(MATERIAL FOR THIS EXERCISE begins)

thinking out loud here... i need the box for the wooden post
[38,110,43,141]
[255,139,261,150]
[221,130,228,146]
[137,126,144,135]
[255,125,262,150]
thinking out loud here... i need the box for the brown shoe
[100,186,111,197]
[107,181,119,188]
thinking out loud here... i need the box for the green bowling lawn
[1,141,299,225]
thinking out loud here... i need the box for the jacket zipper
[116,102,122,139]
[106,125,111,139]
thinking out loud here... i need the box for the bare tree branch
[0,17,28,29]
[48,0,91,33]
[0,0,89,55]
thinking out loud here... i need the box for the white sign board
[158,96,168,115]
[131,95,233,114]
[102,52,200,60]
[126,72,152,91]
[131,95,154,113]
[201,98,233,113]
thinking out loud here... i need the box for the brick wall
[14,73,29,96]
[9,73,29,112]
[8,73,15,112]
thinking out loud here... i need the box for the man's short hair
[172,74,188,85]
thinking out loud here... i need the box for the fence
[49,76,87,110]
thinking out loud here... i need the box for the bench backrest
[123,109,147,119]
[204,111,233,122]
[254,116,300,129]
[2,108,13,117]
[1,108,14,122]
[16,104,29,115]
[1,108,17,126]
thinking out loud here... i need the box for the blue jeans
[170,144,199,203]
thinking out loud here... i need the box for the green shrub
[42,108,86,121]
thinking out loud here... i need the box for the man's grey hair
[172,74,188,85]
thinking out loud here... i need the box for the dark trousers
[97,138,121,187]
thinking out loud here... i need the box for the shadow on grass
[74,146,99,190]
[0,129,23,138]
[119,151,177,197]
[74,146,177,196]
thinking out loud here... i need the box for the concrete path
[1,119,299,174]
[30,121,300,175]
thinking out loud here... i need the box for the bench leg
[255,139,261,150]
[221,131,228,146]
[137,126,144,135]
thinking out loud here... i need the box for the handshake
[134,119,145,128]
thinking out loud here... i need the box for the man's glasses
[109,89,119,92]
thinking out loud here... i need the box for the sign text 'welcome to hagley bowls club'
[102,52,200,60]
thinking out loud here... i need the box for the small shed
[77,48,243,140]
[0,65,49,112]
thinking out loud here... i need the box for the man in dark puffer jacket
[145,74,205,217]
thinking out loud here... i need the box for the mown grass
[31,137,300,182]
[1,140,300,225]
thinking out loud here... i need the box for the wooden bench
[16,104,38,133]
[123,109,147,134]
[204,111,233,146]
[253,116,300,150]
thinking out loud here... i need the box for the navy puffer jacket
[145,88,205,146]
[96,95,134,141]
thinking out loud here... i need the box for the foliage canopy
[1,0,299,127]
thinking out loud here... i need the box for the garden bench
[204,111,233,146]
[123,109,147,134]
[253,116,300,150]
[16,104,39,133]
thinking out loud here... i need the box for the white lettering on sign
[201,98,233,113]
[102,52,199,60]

(MATERIAL FOR THIS EXERCISE ends)
(MATERIAL FOR THIS EXERCISE begins)

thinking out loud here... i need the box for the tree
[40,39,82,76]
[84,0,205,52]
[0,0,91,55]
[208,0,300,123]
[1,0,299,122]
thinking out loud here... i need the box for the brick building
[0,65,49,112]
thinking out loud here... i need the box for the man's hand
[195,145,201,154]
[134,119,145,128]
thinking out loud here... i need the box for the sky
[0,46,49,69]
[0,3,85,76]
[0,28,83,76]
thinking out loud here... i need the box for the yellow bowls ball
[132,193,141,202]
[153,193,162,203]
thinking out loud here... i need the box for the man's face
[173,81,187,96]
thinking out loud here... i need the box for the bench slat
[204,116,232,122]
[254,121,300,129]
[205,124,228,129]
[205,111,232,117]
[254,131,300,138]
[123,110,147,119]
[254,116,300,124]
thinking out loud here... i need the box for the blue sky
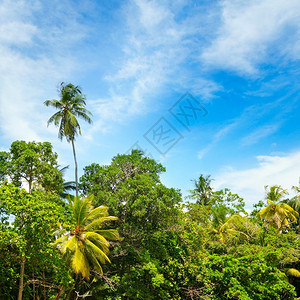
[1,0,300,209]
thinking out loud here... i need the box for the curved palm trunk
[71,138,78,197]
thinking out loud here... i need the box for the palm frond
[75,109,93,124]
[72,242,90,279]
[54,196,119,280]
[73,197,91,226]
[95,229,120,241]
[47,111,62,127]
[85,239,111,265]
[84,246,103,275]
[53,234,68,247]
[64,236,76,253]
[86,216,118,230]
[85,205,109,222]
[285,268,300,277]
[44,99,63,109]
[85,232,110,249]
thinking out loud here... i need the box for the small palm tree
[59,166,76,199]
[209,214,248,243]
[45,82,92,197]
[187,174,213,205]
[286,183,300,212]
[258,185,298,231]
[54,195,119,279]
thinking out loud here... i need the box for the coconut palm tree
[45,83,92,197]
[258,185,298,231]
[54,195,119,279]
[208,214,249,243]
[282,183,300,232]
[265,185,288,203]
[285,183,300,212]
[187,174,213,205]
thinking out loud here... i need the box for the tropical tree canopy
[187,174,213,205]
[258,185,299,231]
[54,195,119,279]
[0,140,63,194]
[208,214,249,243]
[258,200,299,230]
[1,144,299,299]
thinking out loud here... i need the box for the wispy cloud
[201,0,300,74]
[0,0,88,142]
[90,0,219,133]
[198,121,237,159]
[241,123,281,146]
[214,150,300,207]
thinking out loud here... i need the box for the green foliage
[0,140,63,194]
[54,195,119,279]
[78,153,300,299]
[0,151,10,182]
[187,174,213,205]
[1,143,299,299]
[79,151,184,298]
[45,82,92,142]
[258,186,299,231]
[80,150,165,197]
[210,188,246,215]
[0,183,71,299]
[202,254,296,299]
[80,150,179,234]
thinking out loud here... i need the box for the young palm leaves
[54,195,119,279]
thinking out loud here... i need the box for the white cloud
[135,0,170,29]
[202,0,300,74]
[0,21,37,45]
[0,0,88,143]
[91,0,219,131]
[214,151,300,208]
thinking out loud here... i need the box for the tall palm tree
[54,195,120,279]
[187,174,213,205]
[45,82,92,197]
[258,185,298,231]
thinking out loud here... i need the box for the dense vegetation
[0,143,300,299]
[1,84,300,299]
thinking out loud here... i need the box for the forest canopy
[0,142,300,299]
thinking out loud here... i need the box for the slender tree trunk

(MATERIAL FOR THIS EXERCISE ends)
(MATERIAL FOR THIS EXERCISE begins)

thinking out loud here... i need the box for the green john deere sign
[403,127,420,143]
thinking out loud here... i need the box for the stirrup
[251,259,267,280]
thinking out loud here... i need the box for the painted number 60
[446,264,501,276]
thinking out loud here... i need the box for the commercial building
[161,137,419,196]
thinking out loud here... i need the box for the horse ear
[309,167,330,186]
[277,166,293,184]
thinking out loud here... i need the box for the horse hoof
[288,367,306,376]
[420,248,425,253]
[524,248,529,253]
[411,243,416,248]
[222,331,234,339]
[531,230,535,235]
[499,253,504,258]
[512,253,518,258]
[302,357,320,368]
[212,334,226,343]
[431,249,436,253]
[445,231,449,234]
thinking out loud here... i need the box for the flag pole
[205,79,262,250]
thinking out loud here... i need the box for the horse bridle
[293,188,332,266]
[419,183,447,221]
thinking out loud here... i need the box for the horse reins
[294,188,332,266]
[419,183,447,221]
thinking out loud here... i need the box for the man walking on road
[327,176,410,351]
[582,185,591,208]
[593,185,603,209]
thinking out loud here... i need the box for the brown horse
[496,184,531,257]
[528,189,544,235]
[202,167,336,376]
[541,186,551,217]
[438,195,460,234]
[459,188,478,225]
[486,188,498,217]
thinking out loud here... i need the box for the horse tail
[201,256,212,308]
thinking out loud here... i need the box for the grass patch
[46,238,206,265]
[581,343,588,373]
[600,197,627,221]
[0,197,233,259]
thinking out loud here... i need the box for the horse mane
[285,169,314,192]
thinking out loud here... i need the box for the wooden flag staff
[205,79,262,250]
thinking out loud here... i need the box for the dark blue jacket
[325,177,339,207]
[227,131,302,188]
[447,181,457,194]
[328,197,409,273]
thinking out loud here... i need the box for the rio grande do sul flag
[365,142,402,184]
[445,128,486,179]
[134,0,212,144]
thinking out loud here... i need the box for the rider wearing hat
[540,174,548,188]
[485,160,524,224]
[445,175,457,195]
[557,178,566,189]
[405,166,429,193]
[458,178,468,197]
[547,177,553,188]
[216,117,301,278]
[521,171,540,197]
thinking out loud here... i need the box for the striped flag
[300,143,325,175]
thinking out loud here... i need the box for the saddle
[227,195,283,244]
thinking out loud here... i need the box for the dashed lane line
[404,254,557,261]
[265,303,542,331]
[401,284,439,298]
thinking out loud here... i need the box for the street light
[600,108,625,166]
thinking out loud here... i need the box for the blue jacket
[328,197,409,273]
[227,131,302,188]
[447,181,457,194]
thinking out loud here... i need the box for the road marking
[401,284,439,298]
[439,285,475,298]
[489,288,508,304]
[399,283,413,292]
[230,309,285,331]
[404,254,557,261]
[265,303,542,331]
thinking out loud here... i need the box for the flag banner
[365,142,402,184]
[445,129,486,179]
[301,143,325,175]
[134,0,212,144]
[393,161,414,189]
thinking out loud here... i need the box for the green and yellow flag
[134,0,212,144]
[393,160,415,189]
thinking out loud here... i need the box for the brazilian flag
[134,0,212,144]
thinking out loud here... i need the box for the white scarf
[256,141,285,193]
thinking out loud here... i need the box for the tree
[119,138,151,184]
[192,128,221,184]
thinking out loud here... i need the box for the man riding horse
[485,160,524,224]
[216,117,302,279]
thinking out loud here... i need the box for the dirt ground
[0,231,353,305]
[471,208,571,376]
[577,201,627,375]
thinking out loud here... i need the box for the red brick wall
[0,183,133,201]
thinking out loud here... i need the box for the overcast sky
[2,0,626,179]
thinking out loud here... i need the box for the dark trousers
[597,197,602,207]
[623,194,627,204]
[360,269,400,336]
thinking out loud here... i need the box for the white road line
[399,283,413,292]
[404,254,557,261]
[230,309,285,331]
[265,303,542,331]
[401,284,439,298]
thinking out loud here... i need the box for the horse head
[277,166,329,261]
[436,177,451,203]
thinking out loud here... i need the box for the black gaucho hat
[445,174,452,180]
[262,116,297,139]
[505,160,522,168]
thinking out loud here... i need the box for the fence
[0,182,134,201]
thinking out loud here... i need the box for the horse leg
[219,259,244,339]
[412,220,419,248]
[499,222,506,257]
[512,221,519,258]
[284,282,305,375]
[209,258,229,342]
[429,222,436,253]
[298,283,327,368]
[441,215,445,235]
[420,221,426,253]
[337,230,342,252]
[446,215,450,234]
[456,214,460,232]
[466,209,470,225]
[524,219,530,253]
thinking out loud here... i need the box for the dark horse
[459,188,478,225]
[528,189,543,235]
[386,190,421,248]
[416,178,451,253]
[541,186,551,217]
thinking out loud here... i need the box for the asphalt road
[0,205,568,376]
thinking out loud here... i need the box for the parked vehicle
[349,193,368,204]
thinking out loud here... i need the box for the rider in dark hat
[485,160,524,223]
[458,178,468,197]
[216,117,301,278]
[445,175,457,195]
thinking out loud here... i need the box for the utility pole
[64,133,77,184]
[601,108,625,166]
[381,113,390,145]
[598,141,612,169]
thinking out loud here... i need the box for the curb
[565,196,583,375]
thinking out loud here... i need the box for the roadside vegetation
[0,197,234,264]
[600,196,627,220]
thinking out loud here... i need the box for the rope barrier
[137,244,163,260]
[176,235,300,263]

(MATERIAL FOR THIS EXERCISE ends)

» **PROBLEM TO WORK ON**:
Go to the line in the material above that contains "the white cloud" and copy exactly from there through the line that contains "thinking out loud here... i need the box for the slender", stopping after it.

» **WRITTEN REPLY**:
thinking out loud here... i need the box for the white cloud
[135,0,170,29]
[202,0,300,74]
[0,21,37,45]
[0,0,88,143]
[91,0,219,131]
[214,151,300,208]
thinking out loud here... i need the box for the tall palm tree
[54,195,120,279]
[187,174,213,205]
[45,82,92,197]
[258,185,298,231]
thinking out loud here... i need the box for the dense vegetation
[0,143,300,299]
[1,84,300,299]
thinking out loud here... i need the box for the forest canopy
[0,142,300,299]
thinking out loud here... i need the box for the slender tree trunk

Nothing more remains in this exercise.